## start Data

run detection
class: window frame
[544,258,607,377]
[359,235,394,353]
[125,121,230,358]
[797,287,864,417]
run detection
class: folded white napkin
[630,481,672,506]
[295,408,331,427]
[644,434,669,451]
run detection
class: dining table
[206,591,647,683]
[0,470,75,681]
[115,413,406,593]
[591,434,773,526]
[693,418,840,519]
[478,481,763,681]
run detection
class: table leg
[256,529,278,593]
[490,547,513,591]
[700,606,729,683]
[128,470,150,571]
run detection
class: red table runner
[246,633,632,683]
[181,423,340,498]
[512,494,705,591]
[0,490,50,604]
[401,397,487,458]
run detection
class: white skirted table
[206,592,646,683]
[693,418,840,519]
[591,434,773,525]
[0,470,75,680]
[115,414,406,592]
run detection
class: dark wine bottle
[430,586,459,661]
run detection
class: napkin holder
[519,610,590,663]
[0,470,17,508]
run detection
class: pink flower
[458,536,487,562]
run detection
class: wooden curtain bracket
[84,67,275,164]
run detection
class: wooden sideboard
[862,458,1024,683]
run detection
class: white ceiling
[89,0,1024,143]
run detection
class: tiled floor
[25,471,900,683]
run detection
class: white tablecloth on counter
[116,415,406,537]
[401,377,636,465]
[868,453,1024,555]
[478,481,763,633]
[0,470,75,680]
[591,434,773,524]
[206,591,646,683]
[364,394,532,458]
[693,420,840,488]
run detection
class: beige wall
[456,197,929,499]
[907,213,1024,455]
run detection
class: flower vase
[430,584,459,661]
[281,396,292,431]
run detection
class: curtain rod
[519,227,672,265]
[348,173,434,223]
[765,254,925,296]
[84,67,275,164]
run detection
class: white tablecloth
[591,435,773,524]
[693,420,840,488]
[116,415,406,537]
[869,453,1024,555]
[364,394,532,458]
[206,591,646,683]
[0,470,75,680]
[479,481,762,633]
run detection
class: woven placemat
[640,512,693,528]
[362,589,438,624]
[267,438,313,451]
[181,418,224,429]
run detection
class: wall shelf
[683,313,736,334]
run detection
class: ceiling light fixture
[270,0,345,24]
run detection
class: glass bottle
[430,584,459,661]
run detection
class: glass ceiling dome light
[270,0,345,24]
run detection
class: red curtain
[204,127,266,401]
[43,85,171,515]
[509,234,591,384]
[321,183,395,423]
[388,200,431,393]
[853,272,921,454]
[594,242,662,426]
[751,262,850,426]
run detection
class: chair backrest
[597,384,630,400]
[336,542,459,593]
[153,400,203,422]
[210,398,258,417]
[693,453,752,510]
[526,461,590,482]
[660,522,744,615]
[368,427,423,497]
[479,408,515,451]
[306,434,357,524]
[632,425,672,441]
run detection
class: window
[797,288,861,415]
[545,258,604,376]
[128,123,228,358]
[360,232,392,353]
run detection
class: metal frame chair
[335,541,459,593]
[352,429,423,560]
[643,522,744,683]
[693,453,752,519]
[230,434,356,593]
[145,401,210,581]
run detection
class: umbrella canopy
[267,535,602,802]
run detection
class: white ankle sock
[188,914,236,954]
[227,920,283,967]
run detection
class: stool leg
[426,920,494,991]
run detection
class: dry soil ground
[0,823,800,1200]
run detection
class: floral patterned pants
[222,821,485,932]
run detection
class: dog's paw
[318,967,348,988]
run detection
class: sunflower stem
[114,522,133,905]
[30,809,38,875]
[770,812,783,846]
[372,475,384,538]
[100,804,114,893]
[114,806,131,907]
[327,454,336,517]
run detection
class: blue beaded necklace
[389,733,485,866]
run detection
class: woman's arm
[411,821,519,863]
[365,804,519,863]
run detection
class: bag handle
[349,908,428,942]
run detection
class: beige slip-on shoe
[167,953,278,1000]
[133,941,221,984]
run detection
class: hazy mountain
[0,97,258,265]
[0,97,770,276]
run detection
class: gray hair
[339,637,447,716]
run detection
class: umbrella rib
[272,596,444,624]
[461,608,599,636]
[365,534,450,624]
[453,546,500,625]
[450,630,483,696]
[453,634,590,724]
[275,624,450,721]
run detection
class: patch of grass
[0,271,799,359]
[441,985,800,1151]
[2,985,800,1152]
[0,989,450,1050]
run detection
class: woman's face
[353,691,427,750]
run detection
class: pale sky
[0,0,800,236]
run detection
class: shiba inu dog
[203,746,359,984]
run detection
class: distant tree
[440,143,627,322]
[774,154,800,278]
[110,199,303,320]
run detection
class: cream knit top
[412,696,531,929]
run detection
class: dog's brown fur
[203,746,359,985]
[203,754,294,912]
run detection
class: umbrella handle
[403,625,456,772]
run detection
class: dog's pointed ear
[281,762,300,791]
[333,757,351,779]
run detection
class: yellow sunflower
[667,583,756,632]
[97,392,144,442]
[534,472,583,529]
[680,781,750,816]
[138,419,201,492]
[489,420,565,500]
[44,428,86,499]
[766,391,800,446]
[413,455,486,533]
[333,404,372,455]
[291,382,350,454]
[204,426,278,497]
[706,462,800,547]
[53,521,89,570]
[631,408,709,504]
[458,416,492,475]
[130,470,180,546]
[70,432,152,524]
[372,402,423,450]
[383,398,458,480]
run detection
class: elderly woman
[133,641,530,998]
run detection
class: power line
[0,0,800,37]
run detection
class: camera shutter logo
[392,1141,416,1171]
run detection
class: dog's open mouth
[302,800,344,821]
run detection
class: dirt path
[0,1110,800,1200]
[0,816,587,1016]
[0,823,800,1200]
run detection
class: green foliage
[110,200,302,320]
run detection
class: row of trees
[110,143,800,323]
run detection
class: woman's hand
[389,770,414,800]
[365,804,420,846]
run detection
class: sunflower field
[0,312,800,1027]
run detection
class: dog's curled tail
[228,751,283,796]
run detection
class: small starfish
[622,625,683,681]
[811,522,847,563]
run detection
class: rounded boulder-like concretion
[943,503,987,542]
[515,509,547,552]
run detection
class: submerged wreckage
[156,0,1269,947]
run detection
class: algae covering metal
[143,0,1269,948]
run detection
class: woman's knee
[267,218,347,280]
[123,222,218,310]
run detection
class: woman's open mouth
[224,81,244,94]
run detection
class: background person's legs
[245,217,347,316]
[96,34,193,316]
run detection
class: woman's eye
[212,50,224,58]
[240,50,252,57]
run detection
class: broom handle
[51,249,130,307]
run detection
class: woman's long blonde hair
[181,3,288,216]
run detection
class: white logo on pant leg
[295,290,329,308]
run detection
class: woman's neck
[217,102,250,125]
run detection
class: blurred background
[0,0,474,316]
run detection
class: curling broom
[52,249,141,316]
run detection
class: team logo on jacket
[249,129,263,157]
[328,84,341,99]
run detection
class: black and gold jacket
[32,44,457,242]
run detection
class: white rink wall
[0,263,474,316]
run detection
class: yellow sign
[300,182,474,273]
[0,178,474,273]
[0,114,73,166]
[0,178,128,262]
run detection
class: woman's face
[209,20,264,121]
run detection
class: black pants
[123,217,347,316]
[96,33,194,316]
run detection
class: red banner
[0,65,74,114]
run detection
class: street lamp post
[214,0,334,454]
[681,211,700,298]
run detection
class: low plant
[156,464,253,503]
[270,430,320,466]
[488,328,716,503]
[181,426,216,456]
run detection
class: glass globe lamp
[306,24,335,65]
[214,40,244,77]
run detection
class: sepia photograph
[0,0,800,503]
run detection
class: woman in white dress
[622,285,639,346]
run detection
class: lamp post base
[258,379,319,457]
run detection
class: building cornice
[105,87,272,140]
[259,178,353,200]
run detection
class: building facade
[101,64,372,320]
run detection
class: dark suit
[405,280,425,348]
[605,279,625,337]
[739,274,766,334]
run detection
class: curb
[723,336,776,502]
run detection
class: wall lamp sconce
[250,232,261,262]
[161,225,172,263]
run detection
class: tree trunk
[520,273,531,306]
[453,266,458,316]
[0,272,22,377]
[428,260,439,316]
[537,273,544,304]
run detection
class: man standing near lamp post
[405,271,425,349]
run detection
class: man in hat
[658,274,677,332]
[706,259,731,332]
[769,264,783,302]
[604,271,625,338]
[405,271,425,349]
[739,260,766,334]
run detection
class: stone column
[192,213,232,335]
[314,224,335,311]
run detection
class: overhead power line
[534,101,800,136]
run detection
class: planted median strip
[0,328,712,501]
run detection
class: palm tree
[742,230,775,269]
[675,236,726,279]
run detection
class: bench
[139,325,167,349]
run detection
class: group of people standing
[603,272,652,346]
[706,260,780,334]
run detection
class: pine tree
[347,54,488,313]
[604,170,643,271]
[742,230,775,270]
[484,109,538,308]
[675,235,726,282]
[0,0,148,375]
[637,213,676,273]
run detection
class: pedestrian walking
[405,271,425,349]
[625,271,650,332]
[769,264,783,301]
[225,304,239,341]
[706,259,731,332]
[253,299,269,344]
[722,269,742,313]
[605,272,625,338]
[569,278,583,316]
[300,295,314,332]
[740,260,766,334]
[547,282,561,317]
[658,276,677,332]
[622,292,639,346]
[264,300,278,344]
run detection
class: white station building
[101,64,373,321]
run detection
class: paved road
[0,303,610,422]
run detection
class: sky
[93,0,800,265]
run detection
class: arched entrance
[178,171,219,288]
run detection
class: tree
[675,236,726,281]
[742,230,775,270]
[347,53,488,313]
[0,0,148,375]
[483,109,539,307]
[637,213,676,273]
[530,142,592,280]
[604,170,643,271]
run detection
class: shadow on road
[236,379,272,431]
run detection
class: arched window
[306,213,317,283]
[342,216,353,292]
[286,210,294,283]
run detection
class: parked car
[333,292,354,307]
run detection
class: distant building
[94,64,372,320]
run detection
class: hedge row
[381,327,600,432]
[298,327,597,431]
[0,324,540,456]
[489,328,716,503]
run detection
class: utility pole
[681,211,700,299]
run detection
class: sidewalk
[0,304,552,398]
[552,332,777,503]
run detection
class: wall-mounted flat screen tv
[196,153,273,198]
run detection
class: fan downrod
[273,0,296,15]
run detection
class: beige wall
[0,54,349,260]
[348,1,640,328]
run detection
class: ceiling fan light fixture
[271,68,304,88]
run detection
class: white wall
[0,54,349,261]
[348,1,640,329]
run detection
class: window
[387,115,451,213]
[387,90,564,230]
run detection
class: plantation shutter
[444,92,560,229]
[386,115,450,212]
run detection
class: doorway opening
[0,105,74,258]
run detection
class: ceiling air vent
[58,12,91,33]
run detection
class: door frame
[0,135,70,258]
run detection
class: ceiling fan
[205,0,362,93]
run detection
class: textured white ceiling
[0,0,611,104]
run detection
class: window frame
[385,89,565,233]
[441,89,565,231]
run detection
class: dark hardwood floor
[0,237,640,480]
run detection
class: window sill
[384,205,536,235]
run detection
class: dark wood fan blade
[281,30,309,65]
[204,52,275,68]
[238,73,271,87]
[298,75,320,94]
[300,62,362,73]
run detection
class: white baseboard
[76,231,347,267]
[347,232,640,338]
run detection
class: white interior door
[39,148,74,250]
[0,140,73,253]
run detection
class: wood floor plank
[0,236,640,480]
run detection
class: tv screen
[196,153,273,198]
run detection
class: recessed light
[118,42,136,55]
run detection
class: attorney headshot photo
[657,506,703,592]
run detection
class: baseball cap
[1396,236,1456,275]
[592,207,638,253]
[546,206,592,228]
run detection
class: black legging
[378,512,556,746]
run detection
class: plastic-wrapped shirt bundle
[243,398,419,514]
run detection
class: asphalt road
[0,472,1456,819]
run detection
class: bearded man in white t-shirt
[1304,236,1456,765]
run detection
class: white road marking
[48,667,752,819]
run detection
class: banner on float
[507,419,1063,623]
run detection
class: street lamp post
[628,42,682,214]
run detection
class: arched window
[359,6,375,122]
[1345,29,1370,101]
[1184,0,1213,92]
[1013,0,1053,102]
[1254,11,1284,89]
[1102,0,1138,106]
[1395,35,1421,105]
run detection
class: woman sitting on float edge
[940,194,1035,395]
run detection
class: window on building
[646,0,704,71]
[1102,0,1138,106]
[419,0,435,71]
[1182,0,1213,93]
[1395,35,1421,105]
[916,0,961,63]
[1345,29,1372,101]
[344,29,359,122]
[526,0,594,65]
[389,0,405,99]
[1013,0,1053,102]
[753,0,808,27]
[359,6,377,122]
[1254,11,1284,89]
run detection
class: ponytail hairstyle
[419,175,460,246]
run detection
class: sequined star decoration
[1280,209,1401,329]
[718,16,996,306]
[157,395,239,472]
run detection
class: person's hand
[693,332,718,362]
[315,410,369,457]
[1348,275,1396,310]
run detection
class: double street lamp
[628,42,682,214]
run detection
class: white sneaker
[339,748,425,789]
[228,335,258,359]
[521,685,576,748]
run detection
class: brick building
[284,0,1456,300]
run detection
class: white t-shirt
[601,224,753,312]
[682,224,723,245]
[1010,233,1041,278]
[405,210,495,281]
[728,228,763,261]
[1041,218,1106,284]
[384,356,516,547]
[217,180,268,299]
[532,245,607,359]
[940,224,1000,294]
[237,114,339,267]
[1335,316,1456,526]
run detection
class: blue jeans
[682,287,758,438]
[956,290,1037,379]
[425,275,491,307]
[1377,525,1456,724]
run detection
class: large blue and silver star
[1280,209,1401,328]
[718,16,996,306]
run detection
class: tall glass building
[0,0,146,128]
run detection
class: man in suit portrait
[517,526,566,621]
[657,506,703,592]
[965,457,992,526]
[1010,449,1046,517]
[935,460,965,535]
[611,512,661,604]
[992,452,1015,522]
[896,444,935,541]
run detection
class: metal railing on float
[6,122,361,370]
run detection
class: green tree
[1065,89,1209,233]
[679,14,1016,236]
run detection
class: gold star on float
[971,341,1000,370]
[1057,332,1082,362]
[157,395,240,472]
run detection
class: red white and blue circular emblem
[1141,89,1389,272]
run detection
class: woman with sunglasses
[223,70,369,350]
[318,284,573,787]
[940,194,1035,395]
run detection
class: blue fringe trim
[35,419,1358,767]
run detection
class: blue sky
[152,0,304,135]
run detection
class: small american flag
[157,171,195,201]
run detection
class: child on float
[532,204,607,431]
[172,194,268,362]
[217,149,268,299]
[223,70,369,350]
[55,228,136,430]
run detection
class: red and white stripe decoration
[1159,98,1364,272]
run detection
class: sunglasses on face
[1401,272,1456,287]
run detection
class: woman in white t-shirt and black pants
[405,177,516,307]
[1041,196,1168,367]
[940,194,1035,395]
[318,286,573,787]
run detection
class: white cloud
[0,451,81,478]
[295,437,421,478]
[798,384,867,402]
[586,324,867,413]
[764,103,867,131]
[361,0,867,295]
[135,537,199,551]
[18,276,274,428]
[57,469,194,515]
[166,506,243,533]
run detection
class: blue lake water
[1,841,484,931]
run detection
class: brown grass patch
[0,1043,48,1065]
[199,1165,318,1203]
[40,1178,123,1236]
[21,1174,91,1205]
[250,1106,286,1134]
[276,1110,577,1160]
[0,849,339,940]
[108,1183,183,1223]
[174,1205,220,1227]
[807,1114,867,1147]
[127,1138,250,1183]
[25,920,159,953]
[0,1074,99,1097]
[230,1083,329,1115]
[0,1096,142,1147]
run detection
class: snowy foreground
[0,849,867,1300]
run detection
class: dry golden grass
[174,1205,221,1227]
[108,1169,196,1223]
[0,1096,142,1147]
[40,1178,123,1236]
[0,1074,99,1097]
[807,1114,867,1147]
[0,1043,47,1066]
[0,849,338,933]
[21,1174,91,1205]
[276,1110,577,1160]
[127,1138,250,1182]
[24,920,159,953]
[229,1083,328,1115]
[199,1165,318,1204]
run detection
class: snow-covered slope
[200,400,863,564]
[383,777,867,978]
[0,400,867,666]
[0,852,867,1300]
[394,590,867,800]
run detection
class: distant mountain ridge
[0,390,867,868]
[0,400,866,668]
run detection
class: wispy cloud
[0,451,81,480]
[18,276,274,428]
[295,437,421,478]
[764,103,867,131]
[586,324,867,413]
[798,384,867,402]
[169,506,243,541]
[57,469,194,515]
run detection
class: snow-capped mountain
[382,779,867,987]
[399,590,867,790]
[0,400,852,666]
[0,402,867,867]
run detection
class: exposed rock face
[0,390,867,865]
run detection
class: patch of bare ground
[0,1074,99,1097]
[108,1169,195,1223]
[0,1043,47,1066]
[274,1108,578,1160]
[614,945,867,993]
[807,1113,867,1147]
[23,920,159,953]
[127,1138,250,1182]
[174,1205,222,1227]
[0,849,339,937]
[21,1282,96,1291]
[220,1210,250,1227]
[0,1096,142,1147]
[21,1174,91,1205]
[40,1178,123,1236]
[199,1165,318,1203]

## end Data

Your instructions - Copy the listing word for word, starting at its first line and stopping after the line that contains "[128,470,150,571]".

Completed task -
run detection
class: window frame
[544,258,607,377]
[359,235,394,353]
[125,121,230,358]
[797,287,864,417]
run detection
class: folded white napkin
[630,481,672,506]
[295,408,331,427]
[644,434,669,451]
run detection
class: dining table
[206,591,647,683]
[0,470,75,681]
[115,413,406,593]
[591,434,773,526]
[693,418,840,519]
[478,481,763,681]
run detection
class: table leg
[256,529,278,593]
[490,547,513,591]
[700,606,729,683]
[128,470,150,571]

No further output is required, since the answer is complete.